[Start Data for this task]

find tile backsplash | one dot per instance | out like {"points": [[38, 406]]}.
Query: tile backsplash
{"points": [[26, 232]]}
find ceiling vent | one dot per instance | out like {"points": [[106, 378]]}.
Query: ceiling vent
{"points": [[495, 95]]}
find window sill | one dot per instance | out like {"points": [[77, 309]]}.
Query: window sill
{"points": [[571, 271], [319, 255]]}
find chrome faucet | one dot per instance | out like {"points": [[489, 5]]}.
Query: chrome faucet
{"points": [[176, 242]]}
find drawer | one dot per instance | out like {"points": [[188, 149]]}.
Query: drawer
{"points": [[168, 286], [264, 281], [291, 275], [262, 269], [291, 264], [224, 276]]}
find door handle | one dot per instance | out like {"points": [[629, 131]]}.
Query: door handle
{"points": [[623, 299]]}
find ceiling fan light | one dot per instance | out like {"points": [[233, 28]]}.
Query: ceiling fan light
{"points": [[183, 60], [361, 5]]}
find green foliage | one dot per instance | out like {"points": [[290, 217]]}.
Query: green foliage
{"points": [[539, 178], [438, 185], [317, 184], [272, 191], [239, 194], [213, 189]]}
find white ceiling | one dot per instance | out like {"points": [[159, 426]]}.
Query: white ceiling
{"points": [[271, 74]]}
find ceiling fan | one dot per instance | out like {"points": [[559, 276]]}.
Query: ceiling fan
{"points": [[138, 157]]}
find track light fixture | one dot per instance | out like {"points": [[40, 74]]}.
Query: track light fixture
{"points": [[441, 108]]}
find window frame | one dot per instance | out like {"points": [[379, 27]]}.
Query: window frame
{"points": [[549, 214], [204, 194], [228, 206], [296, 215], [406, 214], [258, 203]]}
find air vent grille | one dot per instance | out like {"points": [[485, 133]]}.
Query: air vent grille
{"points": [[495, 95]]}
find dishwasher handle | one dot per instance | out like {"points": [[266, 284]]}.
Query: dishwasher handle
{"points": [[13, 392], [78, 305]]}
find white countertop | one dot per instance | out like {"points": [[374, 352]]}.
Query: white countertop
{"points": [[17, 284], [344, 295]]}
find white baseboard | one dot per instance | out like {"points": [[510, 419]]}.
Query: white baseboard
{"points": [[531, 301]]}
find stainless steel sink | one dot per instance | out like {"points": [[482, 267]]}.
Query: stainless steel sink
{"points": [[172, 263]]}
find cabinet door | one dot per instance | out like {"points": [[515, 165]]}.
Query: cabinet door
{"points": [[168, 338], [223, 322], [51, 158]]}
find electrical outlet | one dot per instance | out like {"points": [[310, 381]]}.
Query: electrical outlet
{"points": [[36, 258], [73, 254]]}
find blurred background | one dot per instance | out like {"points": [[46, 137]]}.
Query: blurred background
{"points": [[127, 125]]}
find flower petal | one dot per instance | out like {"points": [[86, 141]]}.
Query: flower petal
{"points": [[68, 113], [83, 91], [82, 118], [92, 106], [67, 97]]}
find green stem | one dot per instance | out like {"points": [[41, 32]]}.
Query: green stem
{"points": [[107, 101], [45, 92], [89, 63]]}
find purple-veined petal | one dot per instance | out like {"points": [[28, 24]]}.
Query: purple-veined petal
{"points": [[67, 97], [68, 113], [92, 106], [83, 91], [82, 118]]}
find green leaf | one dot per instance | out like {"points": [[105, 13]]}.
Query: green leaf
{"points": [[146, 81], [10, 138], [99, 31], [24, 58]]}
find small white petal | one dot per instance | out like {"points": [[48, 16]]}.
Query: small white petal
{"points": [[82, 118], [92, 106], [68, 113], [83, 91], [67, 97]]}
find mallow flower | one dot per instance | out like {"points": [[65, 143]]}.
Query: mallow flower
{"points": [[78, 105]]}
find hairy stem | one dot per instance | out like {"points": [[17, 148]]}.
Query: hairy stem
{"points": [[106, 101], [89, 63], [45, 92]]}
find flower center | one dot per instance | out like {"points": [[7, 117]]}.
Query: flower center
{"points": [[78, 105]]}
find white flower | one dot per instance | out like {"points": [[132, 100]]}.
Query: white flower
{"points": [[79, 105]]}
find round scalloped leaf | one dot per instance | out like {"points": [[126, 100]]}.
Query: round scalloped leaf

[End Data for this task]

• Set exercise: Lay out all of the rows above as a numbered list, leaving out any blank lines.

• The completed task:
1. find tile backsplash | one dot per instance | out like {"points": [[38, 406]]}.
2. Query: tile backsplash
3. {"points": [[26, 232]]}
4. find ceiling vent | one dot per instance | out like {"points": [[106, 378]]}.
5. Query: ceiling vent
6. {"points": [[495, 95]]}
7. find window sill | one dot per instance | out like {"points": [[77, 309]]}.
8. Query: window sill
9. {"points": [[571, 271], [319, 255]]}
10. find chrome faucet | one dot per instance | out like {"points": [[489, 5]]}.
11. Query: chrome faucet
12. {"points": [[176, 242]]}
13. find drawer | one dot per instance | out like {"points": [[188, 149]]}.
14. Query: drawer
15. {"points": [[168, 286], [264, 281], [291, 275], [262, 269], [291, 264], [224, 276]]}
16. find door handle | one dot per instance | out like {"points": [[629, 131]]}.
17. Query: door handle
18. {"points": [[623, 299]]}
19. find ceiling fan light | one dot per instance | out like {"points": [[233, 28]]}.
20. Query: ceiling fan light
21. {"points": [[183, 60], [361, 5]]}
22. find green foliage | one dot per instance | out like {"points": [[290, 217]]}.
23. Query: green foliage
24. {"points": [[539, 178], [438, 185], [317, 184], [272, 191], [239, 194], [213, 189]]}
25. find white ceiling | one dot per instance | out like {"points": [[159, 426]]}.
26. Query: white ceiling
27. {"points": [[271, 74]]}
28. find ceiling fan | one dot per instance | out like {"points": [[559, 276]]}.
29. Query: ceiling fan
30. {"points": [[138, 157]]}
31. find track light fixture | one dot per instance | out like {"points": [[40, 74]]}.
32. Query: track light fixture
33. {"points": [[441, 108]]}
34. find window frame | one dot per instance | out like {"points": [[379, 27]]}.
35. Query: window frame
36. {"points": [[549, 214], [204, 194], [228, 206], [296, 215], [406, 214], [258, 203]]}
37. find air vent grille | one dot per instance | out like {"points": [[485, 133]]}.
38. Query: air vent grille
39. {"points": [[495, 95]]}
40. find dishwasher handle | one dot per instance | out like {"points": [[266, 284]]}.
41. Query: dishwasher handle
42. {"points": [[13, 392], [78, 305]]}
43. find white countertop | one dot per instance | out like {"points": [[374, 352]]}.
44. Query: white countertop
45. {"points": [[17, 284], [344, 295]]}
46. find white baseboard | one dot per instance | out like {"points": [[510, 419]]}.
47. Query: white baseboard
48. {"points": [[531, 301]]}
49. find stainless steel sink | one dot per instance | out like {"points": [[482, 267]]}.
50. Query: stainless steel sink
51. {"points": [[172, 263]]}
52. find cabinet door | one dot per instance | out like {"points": [[515, 165]]}.
53. Query: cabinet door
54. {"points": [[168, 338], [223, 322], [51, 158]]}
55. find electrical outlet | one dot per instance | out like {"points": [[310, 381]]}.
56. Query: electrical outlet
57. {"points": [[36, 258], [73, 254]]}
58. find blurred background | one dot per instance | out like {"points": [[46, 137]]}.
59. Query: blurred background
60. {"points": [[127, 125]]}
61. find flower petal | one dot per instance | out like {"points": [[86, 141]]}.
62. Query: flower petal
63. {"points": [[68, 113], [83, 91], [82, 118], [92, 106], [67, 97]]}
64. find green stem | one dot per instance | out like {"points": [[41, 32]]}.
65. Query: green stem
66. {"points": [[107, 101], [45, 92], [89, 63]]}
67. find purple-veined petal | one dot per instance | out like {"points": [[28, 24]]}.
68. Query: purple-veined petal
69. {"points": [[67, 97], [68, 113], [92, 106], [83, 91], [82, 118]]}
70. find green leaf | one dot per instance | out like {"points": [[105, 13]]}.
71. Query: green leaf
72. {"points": [[146, 81], [10, 138], [99, 31], [24, 58]]}
73. find small white petal | one dot per instance | out like {"points": [[48, 16]]}.
74. Query: small white petal
75. {"points": [[82, 118], [92, 106], [68, 113], [83, 91], [67, 97]]}
76. find mallow flower | one dot per instance | out like {"points": [[65, 143]]}.
77. Query: mallow flower
78. {"points": [[78, 105]]}
79. find hairy stem | one dot per instance | out like {"points": [[17, 148]]}.
80. Query: hairy stem
81. {"points": [[106, 101], [89, 63], [45, 92]]}
82. find flower center | one dot per instance | out like {"points": [[7, 117]]}.
83. Query: flower center
84. {"points": [[78, 105]]}
85. find white flower | one dot per instance | out like {"points": [[132, 100]]}.
86. Query: white flower
87. {"points": [[79, 105]]}
88. find round scalloped leaf | one dot per instance | out like {"points": [[126, 100]]}.
89. Query: round scalloped leaf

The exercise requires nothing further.